**About this exercise:**
Work out how many lines in the following entries contain the string "below", and write only that number.
START Dataset
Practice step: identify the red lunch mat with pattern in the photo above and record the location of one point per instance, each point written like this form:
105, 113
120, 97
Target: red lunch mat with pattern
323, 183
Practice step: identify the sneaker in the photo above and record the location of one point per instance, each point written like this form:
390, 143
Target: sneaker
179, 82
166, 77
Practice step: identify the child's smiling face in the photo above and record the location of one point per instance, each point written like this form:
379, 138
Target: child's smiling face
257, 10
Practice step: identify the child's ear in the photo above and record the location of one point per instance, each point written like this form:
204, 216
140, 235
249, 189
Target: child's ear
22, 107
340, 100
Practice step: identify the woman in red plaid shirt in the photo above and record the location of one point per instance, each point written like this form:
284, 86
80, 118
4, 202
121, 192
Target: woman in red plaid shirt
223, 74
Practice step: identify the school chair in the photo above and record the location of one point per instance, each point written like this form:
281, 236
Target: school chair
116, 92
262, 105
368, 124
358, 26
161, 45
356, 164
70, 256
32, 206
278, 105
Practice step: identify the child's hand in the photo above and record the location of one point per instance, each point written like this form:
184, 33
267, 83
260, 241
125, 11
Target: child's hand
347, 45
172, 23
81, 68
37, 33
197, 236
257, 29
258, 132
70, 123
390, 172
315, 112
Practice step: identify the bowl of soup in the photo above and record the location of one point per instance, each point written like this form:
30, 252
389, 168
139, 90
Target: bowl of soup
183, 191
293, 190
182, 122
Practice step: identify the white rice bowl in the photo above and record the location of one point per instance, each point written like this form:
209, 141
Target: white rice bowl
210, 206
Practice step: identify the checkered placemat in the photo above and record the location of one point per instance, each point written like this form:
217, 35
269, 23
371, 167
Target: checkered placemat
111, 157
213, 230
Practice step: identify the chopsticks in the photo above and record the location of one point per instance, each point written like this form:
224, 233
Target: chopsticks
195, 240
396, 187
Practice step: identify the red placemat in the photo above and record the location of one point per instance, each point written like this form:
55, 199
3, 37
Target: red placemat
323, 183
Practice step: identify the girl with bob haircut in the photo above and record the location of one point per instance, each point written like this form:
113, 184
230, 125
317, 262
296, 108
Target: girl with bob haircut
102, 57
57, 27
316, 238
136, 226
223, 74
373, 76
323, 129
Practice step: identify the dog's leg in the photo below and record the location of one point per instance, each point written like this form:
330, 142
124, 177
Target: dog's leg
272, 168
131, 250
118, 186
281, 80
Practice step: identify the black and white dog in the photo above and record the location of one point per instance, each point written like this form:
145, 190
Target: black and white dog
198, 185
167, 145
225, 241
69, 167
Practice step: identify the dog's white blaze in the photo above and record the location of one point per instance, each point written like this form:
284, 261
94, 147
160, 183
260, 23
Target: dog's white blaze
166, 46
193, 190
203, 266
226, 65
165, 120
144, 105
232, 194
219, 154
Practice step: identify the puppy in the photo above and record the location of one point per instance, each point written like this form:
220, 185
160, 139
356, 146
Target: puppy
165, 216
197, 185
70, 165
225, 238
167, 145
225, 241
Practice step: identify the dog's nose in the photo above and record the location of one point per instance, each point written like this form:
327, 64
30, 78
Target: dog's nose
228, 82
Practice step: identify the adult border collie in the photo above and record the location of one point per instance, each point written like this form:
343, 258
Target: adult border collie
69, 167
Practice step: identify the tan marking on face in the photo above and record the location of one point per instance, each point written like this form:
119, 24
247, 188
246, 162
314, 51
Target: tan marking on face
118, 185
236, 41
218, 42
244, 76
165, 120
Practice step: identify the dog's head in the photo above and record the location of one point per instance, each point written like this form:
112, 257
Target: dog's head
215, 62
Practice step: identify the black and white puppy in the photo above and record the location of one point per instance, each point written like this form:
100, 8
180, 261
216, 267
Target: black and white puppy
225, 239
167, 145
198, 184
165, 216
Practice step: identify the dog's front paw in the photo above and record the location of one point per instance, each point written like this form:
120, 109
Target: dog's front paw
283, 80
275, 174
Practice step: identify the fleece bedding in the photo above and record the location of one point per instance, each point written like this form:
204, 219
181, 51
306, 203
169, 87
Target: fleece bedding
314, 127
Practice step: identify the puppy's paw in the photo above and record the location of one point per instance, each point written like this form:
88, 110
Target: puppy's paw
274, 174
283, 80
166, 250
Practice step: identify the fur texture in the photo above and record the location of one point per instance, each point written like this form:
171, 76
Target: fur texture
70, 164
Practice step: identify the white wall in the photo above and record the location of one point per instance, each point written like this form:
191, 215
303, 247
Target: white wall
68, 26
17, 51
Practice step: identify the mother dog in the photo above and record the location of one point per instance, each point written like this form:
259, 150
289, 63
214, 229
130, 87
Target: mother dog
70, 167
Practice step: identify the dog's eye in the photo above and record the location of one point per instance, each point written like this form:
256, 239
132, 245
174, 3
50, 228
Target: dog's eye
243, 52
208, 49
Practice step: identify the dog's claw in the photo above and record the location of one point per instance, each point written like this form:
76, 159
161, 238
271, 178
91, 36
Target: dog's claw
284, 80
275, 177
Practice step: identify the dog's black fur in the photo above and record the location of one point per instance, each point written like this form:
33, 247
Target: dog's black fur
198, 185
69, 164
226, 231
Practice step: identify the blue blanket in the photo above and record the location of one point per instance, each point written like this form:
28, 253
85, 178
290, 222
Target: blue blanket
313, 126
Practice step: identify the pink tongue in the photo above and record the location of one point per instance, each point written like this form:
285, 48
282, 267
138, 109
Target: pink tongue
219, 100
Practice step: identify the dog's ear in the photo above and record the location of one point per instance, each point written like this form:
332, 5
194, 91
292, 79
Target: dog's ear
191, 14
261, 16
END Dataset
START Dataset
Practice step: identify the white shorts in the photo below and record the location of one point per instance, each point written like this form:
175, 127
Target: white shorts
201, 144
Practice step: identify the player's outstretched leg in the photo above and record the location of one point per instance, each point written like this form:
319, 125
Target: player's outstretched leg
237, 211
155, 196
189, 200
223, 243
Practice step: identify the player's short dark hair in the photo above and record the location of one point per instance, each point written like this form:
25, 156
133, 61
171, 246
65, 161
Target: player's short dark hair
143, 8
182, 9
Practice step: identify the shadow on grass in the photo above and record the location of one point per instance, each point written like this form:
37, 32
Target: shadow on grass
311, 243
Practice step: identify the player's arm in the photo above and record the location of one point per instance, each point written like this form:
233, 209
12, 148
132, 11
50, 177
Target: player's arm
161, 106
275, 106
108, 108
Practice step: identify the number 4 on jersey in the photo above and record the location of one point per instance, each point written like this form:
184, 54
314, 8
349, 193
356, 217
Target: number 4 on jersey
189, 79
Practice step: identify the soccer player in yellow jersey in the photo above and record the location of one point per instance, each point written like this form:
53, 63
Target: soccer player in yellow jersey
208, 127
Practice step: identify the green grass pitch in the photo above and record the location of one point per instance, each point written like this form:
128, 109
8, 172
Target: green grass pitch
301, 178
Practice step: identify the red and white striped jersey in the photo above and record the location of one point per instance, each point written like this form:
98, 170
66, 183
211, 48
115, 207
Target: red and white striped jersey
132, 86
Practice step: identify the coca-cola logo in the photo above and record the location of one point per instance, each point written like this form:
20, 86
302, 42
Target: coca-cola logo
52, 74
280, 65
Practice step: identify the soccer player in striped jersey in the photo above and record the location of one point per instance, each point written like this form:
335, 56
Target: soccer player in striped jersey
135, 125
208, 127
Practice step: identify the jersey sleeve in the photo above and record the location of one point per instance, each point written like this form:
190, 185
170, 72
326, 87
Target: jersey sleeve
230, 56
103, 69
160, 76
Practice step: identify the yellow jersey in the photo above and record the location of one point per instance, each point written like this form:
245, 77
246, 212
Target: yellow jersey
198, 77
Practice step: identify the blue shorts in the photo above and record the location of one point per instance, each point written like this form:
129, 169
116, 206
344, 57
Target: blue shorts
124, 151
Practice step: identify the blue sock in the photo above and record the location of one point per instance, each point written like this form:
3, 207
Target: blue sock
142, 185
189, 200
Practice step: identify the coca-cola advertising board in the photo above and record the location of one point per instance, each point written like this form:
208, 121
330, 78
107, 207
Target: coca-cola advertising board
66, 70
END Dataset
**Task result:**
2